TEXTE DE LECTURE:
---
Ils sont une soixantaine.
Quelques uns sont arrivés seuls au temple mais le plus gros de
la troupe est venu du métro, lieu prévu pour se retrouver
et venir tous ensemble au Foyer de l’Âme. Le CASP organise
bien les choses. Ce dimanche là c’est au tour de l’Église
de la Bastille d’accueillir le repas dominical du CASP au bénéfice
de personnes économiquement en difficulté.
C’est
une fête, pas seulement un simple repas. Les gens sont bien habillés
mais leurs vêtements défraîchis et une certaine nervosité
quant au nombre de places disponibles trahissent une pauvreté
évidente. C’est la fête aussi par la qualité
du repas, par l’installation des tables et leurs décors.
Chacun prend place autour d’une personne de l’équipe
d’accueil par table. Un discours de bienvenue au moment de l’apéritif,
ainsi commence le repas.
---
DONNÉES À EXAMINER:

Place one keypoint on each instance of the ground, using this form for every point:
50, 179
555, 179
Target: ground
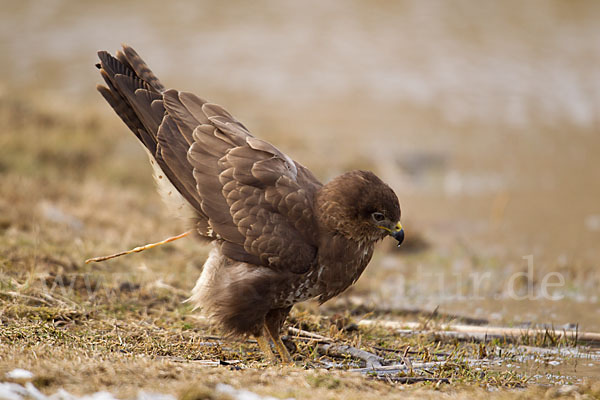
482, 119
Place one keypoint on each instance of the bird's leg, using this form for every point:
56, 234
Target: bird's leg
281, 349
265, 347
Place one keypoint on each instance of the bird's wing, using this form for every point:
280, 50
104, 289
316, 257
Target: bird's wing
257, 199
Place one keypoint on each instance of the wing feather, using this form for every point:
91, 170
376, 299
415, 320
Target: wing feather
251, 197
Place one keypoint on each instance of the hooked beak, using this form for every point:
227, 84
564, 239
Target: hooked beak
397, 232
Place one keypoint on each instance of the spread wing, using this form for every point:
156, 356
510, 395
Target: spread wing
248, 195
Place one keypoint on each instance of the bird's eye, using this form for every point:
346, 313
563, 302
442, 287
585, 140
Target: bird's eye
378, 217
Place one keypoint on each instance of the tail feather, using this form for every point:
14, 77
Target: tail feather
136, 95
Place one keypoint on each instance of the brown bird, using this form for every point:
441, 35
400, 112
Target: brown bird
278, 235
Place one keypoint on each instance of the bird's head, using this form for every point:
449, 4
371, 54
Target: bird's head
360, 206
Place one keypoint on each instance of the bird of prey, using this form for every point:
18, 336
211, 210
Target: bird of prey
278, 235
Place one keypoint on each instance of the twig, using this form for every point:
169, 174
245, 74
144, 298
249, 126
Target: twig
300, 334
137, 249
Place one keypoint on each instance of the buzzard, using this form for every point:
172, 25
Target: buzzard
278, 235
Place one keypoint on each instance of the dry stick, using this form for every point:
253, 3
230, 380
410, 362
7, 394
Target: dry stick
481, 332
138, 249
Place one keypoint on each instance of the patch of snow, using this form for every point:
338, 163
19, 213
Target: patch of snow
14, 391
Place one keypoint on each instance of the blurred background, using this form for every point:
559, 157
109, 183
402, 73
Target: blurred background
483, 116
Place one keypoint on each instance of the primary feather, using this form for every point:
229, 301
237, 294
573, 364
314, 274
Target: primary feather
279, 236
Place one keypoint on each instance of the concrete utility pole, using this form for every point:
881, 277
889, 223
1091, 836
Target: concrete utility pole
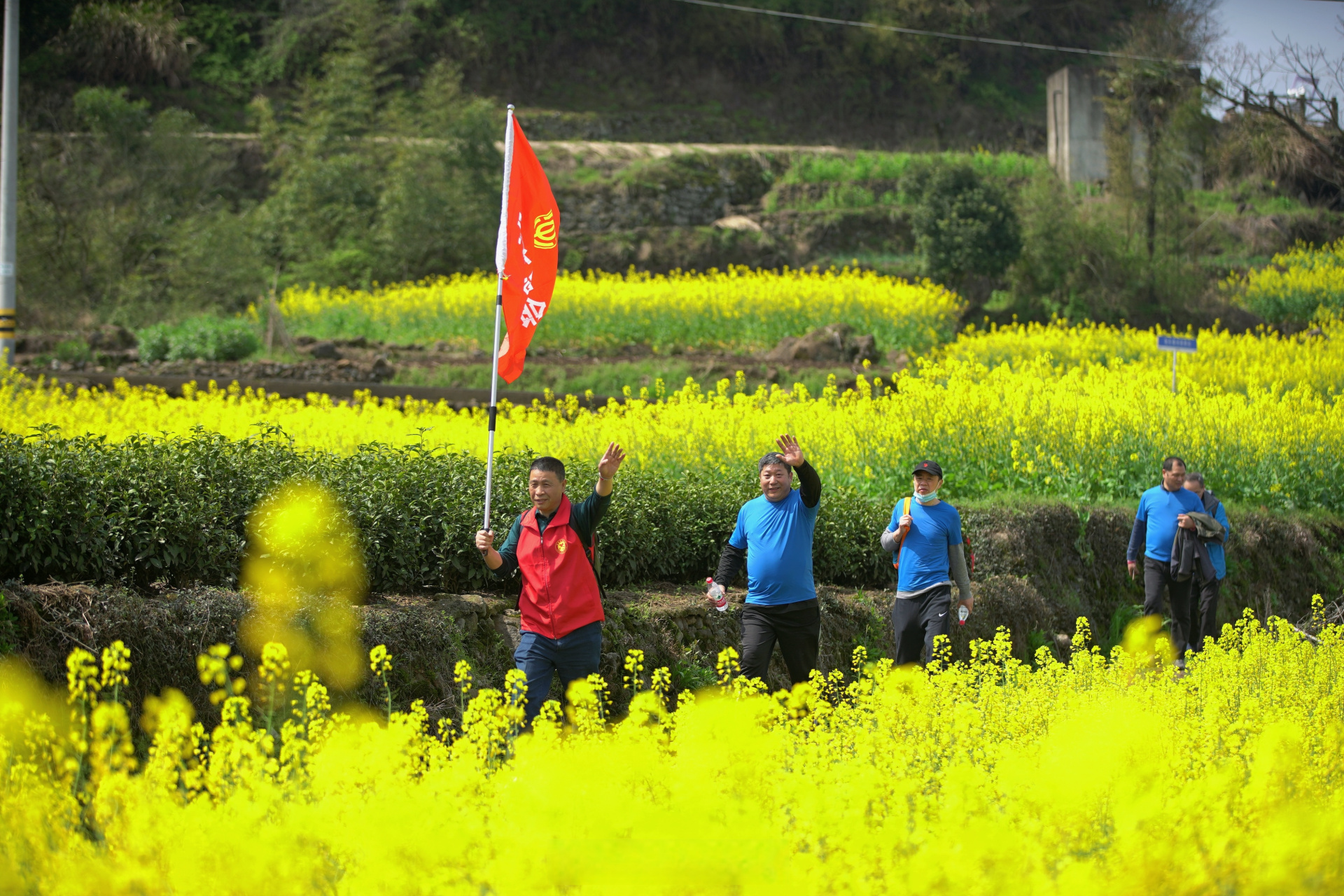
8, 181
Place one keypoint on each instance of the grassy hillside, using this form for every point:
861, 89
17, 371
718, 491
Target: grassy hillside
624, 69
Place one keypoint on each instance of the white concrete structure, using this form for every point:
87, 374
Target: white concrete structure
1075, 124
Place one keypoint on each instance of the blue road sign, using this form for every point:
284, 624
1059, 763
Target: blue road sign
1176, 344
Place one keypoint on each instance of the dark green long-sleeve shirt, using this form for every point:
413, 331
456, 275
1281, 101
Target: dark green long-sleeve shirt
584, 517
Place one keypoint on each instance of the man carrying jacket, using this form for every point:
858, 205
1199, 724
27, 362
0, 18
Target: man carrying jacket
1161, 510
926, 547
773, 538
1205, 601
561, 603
---
TÂCHE À EFFECTUER: Transcrivez fidèlement le passage du texte allant de « Ils sont une » à « économiquement en difficulté. ». Veuillez vous fonder uniquement sur le texte.

SOLUTION PROPOSÉE:
Ils sont une soixantaine.
Quelques uns sont arrivés seuls au temple mais le plus gros de
la troupe est venu du métro, lieu prévu pour se retrouver
et venir tous ensemble au Foyer de l’Âme. Le CASP organise
bien les choses. Ce dimanche là c’est au tour de l’Église
de la Bastille d’accueillir le repas dominical du CASP au bénéfice
de personnes économiquement en difficulté.